____ Data for this exercise

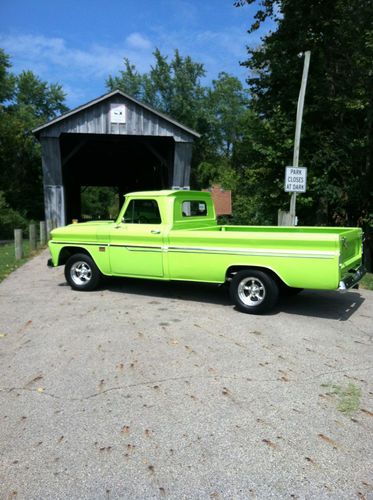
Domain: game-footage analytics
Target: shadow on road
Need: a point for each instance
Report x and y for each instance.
(180, 290)
(311, 303)
(322, 304)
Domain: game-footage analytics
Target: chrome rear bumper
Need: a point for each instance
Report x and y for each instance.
(351, 281)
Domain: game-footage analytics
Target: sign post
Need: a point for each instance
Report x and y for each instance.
(295, 179)
(298, 128)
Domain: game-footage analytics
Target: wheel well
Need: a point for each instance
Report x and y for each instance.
(67, 252)
(231, 271)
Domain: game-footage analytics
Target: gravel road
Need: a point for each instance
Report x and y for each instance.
(162, 390)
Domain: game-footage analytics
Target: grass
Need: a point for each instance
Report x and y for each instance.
(8, 262)
(367, 282)
(348, 397)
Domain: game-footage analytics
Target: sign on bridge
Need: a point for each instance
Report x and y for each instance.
(295, 179)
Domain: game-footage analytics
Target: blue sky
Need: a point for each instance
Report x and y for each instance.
(79, 43)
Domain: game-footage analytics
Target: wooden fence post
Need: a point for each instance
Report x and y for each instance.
(42, 233)
(18, 243)
(49, 227)
(32, 235)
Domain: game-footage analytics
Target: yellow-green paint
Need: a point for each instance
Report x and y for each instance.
(197, 249)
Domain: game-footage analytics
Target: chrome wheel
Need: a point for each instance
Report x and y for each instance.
(251, 291)
(80, 273)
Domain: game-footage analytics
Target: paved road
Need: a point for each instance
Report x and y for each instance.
(155, 390)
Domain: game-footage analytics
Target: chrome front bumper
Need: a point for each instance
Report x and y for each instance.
(353, 279)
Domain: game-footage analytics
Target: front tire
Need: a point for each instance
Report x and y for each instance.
(253, 291)
(82, 273)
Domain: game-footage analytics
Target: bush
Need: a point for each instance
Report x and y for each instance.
(9, 219)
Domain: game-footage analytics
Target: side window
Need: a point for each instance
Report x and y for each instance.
(194, 208)
(142, 212)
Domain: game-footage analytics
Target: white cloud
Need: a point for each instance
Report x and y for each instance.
(137, 41)
(55, 56)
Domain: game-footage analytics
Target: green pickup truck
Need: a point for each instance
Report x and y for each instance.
(174, 235)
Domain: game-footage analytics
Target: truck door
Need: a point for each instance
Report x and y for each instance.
(136, 243)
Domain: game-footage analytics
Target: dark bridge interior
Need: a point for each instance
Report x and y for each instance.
(128, 163)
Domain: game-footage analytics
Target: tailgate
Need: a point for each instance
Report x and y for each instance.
(350, 250)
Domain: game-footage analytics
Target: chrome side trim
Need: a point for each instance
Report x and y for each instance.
(299, 254)
(72, 243)
(255, 252)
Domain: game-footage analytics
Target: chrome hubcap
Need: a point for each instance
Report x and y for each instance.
(80, 273)
(251, 291)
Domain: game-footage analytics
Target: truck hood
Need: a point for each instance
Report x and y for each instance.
(83, 231)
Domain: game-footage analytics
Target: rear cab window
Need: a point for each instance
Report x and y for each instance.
(193, 208)
(142, 211)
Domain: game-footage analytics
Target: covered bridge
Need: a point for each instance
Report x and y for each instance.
(114, 140)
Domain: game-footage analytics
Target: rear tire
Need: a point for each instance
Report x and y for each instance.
(253, 291)
(82, 273)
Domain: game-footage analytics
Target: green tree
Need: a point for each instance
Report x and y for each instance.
(175, 87)
(171, 87)
(337, 134)
(29, 103)
(7, 80)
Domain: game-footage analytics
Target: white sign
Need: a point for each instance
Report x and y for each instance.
(118, 114)
(295, 179)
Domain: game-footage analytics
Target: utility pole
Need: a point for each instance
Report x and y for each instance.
(298, 128)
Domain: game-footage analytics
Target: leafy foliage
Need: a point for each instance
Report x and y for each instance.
(25, 102)
(337, 127)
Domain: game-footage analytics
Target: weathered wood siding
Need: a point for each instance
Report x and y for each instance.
(96, 120)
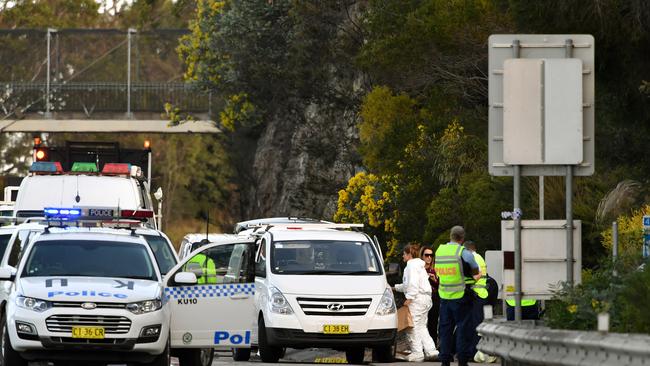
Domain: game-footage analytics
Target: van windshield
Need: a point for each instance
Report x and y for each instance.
(4, 240)
(89, 258)
(162, 252)
(324, 257)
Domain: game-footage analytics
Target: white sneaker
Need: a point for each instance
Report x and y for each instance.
(491, 359)
(433, 356)
(480, 357)
(414, 357)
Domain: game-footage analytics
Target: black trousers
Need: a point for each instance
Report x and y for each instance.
(434, 316)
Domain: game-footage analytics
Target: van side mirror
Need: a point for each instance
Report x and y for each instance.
(185, 278)
(393, 269)
(7, 274)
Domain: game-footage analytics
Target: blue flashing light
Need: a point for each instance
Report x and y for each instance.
(62, 213)
(45, 167)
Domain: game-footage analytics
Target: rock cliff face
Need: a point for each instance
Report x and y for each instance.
(301, 162)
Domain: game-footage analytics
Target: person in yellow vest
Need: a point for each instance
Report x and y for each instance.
(480, 293)
(529, 309)
(454, 265)
(204, 268)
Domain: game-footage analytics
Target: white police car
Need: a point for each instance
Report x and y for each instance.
(86, 294)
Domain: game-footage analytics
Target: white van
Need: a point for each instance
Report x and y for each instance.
(314, 286)
(48, 186)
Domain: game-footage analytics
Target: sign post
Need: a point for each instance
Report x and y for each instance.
(541, 121)
(646, 237)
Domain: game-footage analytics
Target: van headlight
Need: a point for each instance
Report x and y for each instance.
(279, 303)
(31, 303)
(143, 307)
(387, 303)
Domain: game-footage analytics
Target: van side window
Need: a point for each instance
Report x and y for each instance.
(220, 265)
(22, 237)
(260, 263)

________

The task.
I'd like every record printed exactly, with the pictures left out.

Solution.
Domain: game-footage analytics
Target: shadow on road
Need: a point for each instance
Report x and y for each instance.
(180, 290)
(311, 303)
(322, 304)
Domain: game-footage analytics
Target: chrome rear bumper
Need: a point for each instance
Report x and y for each instance.
(351, 281)
Domain: game-footage analytics
Target: sign post
Need: a point for each instance
Report x and y for each instance.
(295, 179)
(298, 128)
Domain: game-footage analytics
Target: wheel well
Need: a point for each instance
Report x and y for each instance.
(67, 252)
(231, 271)
Domain: game-footage analytics
Target: gravel road
Need: a point for each instance
Report x and y for each instance.
(162, 390)
Domain: game-footage analytics
Target: grass
Need: a point for each instance
Report x and y for each instance.
(8, 262)
(367, 282)
(348, 397)
Domain: game-footage analytics
Target: sign on bridge
Need: a point for each instance
Report x and y for each instance.
(295, 179)
Domain: game-footage analytics
Target: blue sky
Need: a point for each instance
Report x and y for each instance.
(79, 43)
Domain: game-footage analytics
Target: wooden fence post
Need: a point for each instance
Report x and y for each instance.
(42, 233)
(18, 243)
(49, 227)
(32, 235)
Domain: game-footage analytics
Target: yellow-green paint
Need: a point for each instance
Report x and y for each instance.
(197, 249)
Domain: game-footage analytics
Target: chrome wheel
Need: a point for each instance
Report x and y for each instance.
(251, 291)
(80, 273)
Domain: game-footage analytics
Target: paved road
Need: a point for each instance
Report x and y for each instance.
(155, 390)
Domain: game-footage analytics
Target: chrome front bumper
Need: a point for each instance
Report x and y for each instance.
(353, 279)
Domain: game-footage analytics
Target: front tire
Need: a point for each instance
Report x and y for each instance.
(253, 291)
(82, 273)
Domain: game-footage analytics
Target: bush
Need: a point for each instance
Report x and y for each instance.
(9, 219)
Domain: game-footage analytics
Target: side window
Need: a point for each instance
Report x and y for each instance.
(194, 208)
(142, 212)
Domain: game-footage analytics
Target: white cloud
Need: a point for each instance
Report x and y for each instance.
(137, 41)
(55, 56)
Domain: game-footage analytics
Target: green pickup truck
Need: a point for each instance
Report x and y for each instance.
(174, 235)
Domain: game-footage analytics
Target: truck door
Need: a point for each instance
Report x and y for each instance.
(136, 243)
Domain: game-footage analytics
Target: dark bridge interior
Need: a point for each instance
Report x and y for each instance.
(128, 163)
Domain: game-footage analytics
Target: tailgate
Need: a point for each instance
Report x and y for each instance.
(350, 250)
Domain: game-footage analytics
Target: chrome side trim
Need: a point for each instance
Report x and y for each instance.
(299, 254)
(72, 243)
(255, 252)
Domain: game-footage analytics
Target: chrome hubcap
Need: a point for each instance
Report x and y for each instance.
(80, 273)
(251, 291)
Domain: game-footage analytics
Target: truck hood
Need: a point for each instance
Report x and y for each instance.
(83, 231)
Domain: game-footage analytics
Target: rear cab window
Need: a point for each instance
Report x and y for each instance.
(193, 208)
(142, 211)
Domain: game-footage analytics
Target: covered bridge
Need: a point for each instance
Report x and y for each instance.
(114, 140)
Domain: game-footage analytics
Target: rear tire
Need: a point for each instance
Report x and y for each instance.
(253, 291)
(82, 273)
Domain: game-footage analytics
Target: green tree
Need: a point for each instance
Report x and y for each instance.
(175, 87)
(171, 87)
(337, 134)
(29, 103)
(7, 80)
Domain: game-footage analytics
Target: white sign
Need: a point for each instance
Report x and y for each instance.
(118, 114)
(295, 179)
Domain: game-footage analytics
Target: utility pole
Need: a point for each instance
Report x and y for each instance.
(298, 128)
Domain: game-footage analytics
Target: leafy foliage
Need: a point for each instance
Report x and y for each instance.
(25, 102)
(337, 127)
Domain: game-footage analytics
Target: weathered wood siding
Need: a point for each instance
Report x and y for each instance.
(96, 120)
Domain: game-footage analytics
Target: van windshield
Need: a point for each instance
Report x and y for each instance.
(4, 240)
(89, 258)
(162, 252)
(324, 257)
Domain: game-footage analytics
Target: white sneaker
Need: a point for each instance
Report x and y for each instance.
(491, 359)
(433, 356)
(480, 357)
(414, 357)
Domain: game-footage analytics
Target: black trousers
Need: a point for each instance
Report x and y for each instance.
(434, 316)
Domain: game-footage analytics
Target: van side mirror
Need: a point for each instance
Report x and y for each instance.
(185, 278)
(393, 269)
(7, 274)
Domain: game-footage analytics
Target: blue flashing light
Need: a point for each instance
Report x and y for each instance.
(62, 213)
(45, 167)
Domain: game-footage analytics
Target: rock cliff face
Need: a point for each instance
Report x and y for each instance.
(301, 162)
Domain: game-footage analytics
Target: person in yellow vest
Need: a point for each instance
Report x and y for each instance.
(480, 293)
(529, 309)
(454, 265)
(204, 268)
Domain: game-footage analytics
Target: white police car
Need: a point for each instance
Report x and y for each instance.
(86, 294)
Domain: game-footage analytics
Target: white van
Need: a point for each instance
Report x and y for each instance.
(314, 286)
(48, 186)
Domain: game-footage analytics
Target: sign post
Need: a point for each instance
Report x and y for each instance.
(541, 121)
(646, 237)
Domain: game-footage analytics
Target: van headlight
Need: a point for each instance
Report x and y for each instance.
(279, 303)
(31, 303)
(143, 307)
(387, 303)
Domain: game-footage analytics
Target: van side window
Need: a point for each instance
Report x and y for each instance.
(220, 265)
(22, 237)
(260, 263)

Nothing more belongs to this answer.